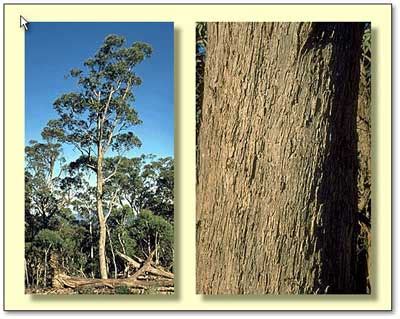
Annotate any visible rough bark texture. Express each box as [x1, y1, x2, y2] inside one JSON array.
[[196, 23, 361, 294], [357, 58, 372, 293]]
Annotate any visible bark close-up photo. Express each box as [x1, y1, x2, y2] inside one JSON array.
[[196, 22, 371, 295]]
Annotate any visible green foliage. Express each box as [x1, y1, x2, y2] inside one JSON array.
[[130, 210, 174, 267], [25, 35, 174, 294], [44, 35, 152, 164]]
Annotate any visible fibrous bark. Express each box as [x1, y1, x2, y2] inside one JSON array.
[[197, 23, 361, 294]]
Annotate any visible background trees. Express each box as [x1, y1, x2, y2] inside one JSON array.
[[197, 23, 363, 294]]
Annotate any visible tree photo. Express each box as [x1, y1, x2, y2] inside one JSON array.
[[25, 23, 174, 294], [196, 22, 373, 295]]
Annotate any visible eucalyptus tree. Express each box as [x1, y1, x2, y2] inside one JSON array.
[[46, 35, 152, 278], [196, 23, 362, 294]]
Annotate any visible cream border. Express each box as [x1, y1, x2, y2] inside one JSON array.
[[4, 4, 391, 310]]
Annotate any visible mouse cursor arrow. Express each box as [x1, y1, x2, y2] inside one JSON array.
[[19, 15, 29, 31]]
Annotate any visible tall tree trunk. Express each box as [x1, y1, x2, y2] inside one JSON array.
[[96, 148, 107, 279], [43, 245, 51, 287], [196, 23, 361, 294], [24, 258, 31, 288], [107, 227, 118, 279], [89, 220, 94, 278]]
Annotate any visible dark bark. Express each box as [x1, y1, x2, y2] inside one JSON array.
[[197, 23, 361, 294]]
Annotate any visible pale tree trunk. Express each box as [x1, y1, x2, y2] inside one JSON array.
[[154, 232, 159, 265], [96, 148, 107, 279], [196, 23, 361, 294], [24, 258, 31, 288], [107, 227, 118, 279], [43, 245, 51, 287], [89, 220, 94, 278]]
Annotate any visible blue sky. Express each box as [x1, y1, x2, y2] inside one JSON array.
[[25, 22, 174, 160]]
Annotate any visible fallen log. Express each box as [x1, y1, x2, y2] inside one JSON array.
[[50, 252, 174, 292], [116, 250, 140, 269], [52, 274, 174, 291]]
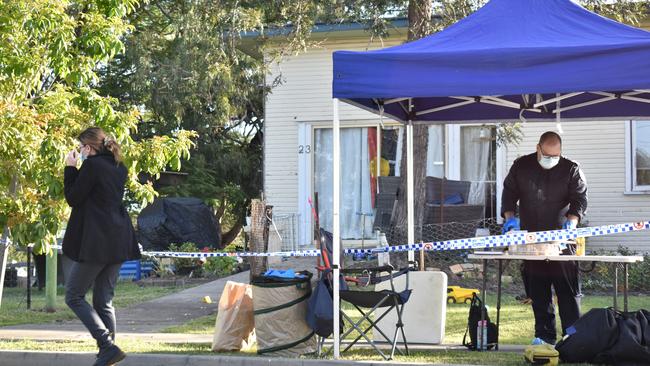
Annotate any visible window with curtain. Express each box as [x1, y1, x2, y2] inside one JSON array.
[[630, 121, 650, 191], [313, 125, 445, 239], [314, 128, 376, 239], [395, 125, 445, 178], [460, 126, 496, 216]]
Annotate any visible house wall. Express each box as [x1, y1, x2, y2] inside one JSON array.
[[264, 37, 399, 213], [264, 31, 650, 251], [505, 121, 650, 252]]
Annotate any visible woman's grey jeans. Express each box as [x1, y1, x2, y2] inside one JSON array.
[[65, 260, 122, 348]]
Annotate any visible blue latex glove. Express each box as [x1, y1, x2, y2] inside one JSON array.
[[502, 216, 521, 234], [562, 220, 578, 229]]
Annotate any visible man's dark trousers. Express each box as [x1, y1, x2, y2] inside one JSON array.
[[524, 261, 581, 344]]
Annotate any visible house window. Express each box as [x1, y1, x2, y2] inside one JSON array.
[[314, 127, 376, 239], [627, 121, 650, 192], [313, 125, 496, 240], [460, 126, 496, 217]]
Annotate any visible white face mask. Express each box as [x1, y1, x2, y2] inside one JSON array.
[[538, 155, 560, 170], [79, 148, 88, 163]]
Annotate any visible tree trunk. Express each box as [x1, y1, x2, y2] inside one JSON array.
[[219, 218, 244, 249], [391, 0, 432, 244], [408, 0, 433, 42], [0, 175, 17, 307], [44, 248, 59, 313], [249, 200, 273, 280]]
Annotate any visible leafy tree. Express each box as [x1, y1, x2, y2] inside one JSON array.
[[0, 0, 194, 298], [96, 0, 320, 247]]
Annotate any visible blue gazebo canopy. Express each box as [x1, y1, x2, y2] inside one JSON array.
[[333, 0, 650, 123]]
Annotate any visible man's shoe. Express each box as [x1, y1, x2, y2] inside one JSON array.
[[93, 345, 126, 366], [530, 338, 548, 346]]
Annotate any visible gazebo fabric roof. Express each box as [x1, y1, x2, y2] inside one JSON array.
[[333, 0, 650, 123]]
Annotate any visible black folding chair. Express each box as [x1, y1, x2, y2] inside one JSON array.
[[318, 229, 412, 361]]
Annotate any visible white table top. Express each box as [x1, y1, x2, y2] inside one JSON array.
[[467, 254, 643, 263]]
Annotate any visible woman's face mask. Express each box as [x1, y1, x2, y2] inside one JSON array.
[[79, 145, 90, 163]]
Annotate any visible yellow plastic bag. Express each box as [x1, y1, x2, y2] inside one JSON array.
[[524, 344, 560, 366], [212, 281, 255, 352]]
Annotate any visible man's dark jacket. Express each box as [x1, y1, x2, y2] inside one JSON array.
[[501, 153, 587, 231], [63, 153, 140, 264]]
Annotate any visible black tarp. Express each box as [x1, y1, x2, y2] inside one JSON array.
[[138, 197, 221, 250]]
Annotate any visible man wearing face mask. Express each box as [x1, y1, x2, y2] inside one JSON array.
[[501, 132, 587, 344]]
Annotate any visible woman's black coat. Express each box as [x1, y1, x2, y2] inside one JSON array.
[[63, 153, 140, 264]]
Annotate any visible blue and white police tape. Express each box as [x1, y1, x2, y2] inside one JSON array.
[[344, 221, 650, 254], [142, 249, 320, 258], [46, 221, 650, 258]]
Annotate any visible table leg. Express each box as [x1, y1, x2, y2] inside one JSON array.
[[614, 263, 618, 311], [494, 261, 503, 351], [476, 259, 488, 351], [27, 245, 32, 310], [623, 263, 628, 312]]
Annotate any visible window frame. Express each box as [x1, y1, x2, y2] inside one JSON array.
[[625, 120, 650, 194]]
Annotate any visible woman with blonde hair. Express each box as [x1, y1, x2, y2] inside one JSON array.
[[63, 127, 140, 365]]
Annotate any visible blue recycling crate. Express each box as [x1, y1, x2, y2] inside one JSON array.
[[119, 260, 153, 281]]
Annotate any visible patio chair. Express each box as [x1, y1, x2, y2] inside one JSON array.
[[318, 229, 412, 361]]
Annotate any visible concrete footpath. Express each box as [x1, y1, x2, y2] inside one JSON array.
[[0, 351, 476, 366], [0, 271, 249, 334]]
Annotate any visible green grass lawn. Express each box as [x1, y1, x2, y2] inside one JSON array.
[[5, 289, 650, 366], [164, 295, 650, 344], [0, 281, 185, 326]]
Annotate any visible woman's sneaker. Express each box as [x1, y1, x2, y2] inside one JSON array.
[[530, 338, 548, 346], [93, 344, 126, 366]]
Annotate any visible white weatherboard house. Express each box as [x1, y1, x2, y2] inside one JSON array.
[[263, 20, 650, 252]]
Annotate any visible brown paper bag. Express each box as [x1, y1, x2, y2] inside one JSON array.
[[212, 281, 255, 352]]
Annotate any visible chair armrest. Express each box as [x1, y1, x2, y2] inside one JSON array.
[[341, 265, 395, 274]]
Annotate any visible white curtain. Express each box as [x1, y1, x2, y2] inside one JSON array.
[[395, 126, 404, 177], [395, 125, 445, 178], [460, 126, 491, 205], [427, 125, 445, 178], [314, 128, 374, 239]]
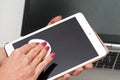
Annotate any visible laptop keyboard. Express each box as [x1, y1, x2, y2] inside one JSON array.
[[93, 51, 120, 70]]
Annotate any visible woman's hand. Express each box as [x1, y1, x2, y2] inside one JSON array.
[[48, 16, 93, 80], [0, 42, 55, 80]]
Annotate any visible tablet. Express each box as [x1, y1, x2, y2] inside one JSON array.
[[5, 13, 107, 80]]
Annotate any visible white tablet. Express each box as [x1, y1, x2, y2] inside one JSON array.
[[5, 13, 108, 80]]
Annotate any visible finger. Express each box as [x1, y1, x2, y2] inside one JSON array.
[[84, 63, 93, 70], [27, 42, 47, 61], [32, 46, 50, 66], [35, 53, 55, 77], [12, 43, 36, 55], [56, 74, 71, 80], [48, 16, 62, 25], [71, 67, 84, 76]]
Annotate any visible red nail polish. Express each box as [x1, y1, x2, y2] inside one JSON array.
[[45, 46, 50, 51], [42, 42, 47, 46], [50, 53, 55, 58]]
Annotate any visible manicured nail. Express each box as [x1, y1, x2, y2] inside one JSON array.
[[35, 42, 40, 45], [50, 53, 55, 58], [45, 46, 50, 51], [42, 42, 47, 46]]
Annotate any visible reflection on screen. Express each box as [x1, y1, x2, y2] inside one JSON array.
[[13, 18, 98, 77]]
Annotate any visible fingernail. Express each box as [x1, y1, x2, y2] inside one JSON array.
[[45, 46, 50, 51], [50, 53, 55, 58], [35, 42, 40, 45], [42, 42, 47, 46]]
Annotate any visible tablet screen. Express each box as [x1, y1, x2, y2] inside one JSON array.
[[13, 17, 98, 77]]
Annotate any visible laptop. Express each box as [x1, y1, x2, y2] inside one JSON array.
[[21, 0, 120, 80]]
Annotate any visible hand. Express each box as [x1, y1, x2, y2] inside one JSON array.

━━━━━━━━━━━━━━━━━━━━━━━━━━━━━━

Work to be completed =>
Rewrite the part of the listing that opens with the line containing "Annotate any visible blue sky." and closes with the line containing "274, 174, 291]]", putting "fallen branch" in place of "fallen log" and leaving everything else as it is. Give only those lines.

Task answer =>
Annotate any visible blue sky. Express each box as [x1, y1, x2, y2] inside one JSON array.
[[25, 22, 174, 160]]
Annotate any visible fallen branch. Express each box as [x1, y1, x2, y2] inside one JSON array.
[[50, 252, 174, 292], [116, 250, 140, 269], [52, 274, 174, 291]]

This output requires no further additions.